◆ Parts of the exercise
[1] Summarize the forum thread about a terragrunt hang in two sentences.
[2] From the forum thread about a terragrunt hang, copy the passage that begins at the words "Run 1 Success" and stops after "may not work.".

◆ Text shown
·····

After running and investigating the code myself I've found the offending line https://github.com/gruntwork-io/terragrunt/blob/68120e20c750c6761d6f961cf8eae3399ce1d361/config/dependency.go#L435

Nothing is executed after the Lock() call on line 435

tkflexys commented 1 year ago

Did some more debugging and if I disable CheckDependentModules, the program no longer hangs https://github.com/gruntwork-io/terragrunt/blob/68120e20c750c6761d6f961cf8eae3399ce1d361/cli/cli_app.go#L373

tkflexys commented 1 year ago

after further investigation I found that the program freezes on this line https://github.com/gruntwork-io/terragrunt/blob/68120e20c750c6761d6f961cf8eae3399ce1d361/config/locals.go#L172

This happens when it checks for dependent modules and seems to hang when checking sub-dependencies i.e some_module > project > owner_account It stops when going over some_module

tkflexys commented 1 year ago

I've been trying to debug this all day and I found some strange behavior

At the root of our project we have a .git folder, if I rename that folder to something else like .notgit, the problem almost goes away and only happens once every 10 times I run terragrunt destroy

The repo itself isn't very large:

→ du -sh .git
4.5M    .git

→ find .git/ -type f | wc -l
805
→ mv .git .notgit
→ cd /home/src/terragrunt/environments/dev/pentest/components/project

Run 1 Success

○ → terragrunt destroy
WARN[0004] No double-slash (//) found in source URL /module-noop.git. Relative paths in downloaded Terraform code may not work.

·····

◆ Information provided
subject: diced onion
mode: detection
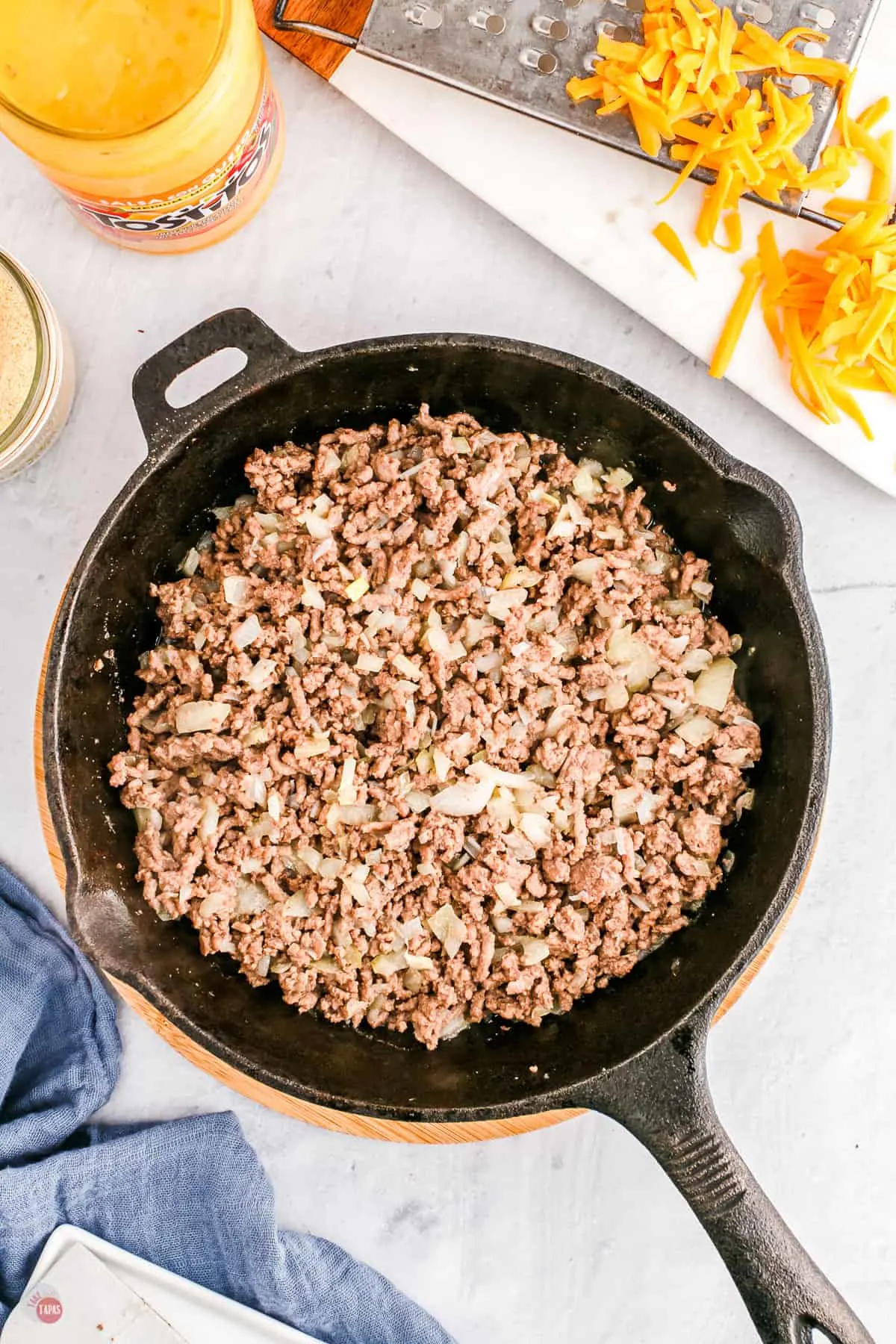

·····

◆ Results for each task
[1] While debugging, the poster traced a terragrunt hang to a Lock() call on line 435 of dependency.go and to a line in locals.go, and found that the program no longer hangs when CheckDependentModules is disabled. Renaming the .git folder at the project root to .notgit made the problem almost go away, so it occurred only about once in every ten runs of terragrunt destroy.

[2]
Run 1 Success

○ → terragrunt destroy
WARN[0004] No double-slash (//) found in source URL /module-noop.git. Relative paths in downloaded Terraform code may not work.